SOURCE EXTRACT:
━━━━━━━━━━

He saved Elliott Gould from putting his bare hand into liquid nitrogen. And when actress Jennifer Ehle, playing Dr. Ally Hextall, injected herself in the thigh with the experimental vaccine through her tights Lipkin insisted on hauling her back to the set to do it right the second time, which is most definitely not through tights. “I just tried to make lemonade for them.” Plus, the viewers got a thrill by seeing Ehle’s bare thigh.
Other tidbits Lipkin shared: He makes a couple of cameo appearances, one in a background scene featuring Dr. Sanjay Gupta playing himself; Soderbergh also has a voice cameo as Paltrow’s screen lover; the macaque monkeys in the film were actually models, costing as much as $11,000 apiece, and extremely life like and well done. (“I wanted to make off with one.”); the view from Wabash Ave. in Chicago, where some scenes were shot, looks surprisingly like Kowloon Harbor, where some of the film took place; the Centers for Disease Control and Prevention in Atlanta, declined the filmmakers’ request for a peek at the bio-level 4 lab. Why, Lipkin doesn’t know. Instead, they used the U.S. Army Medical Research Institute for Infectious Diseases in Ft. Detrick Md. as the model for the film version, despite the institute’s outdated biohazard suits, which are not nearly as well done as our own local suits. “You’ve got really great French suits here,” he said of the biolevel 4 lab at Rocky Mountain Laboratories. “Sleek and well made.”

━━━━━━━━━━

GIVEN DATA:
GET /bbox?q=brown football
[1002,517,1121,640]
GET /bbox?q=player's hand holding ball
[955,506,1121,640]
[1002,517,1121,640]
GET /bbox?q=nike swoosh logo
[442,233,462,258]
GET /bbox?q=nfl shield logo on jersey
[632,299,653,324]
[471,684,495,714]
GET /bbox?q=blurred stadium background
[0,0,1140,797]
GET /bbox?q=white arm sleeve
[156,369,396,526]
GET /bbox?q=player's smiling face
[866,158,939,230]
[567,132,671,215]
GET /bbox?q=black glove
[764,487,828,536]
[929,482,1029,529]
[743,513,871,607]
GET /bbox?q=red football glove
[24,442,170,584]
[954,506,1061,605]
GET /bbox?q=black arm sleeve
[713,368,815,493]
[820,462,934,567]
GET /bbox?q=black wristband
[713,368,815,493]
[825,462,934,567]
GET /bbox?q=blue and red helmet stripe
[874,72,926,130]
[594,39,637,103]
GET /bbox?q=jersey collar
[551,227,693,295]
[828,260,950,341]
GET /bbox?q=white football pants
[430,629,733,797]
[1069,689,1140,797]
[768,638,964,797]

━━━━━━━━━━

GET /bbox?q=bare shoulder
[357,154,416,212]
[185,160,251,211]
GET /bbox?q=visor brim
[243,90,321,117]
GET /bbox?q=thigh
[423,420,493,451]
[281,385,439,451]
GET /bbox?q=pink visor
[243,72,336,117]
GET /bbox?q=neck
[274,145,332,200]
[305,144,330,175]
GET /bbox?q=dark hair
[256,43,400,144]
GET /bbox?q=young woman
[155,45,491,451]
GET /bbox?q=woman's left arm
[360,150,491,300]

━━━━━━━━━━

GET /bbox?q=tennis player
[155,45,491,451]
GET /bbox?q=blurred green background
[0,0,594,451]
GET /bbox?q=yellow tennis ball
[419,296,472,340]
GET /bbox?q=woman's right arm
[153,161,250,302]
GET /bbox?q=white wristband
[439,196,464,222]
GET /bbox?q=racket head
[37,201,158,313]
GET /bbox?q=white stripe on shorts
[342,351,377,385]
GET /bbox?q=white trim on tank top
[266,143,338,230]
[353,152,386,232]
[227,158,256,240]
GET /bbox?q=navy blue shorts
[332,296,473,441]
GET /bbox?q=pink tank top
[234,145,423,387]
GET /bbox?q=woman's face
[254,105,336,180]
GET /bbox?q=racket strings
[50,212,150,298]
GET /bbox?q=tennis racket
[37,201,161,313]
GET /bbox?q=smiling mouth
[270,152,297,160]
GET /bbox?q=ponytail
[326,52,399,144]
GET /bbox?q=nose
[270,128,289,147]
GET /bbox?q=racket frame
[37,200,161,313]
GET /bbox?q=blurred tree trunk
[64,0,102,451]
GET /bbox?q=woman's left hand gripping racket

━━━━━━━━━━

TASK REQUIREMENTS: From the film passage above, list every research or public health institution named.

OUTPUT FOR THIS EXERCISE:
- Centers for Disease Control and Prevention
- U.S. Army Medical Research Institute for Infectious Diseases
- Rocky Mountain Laboratories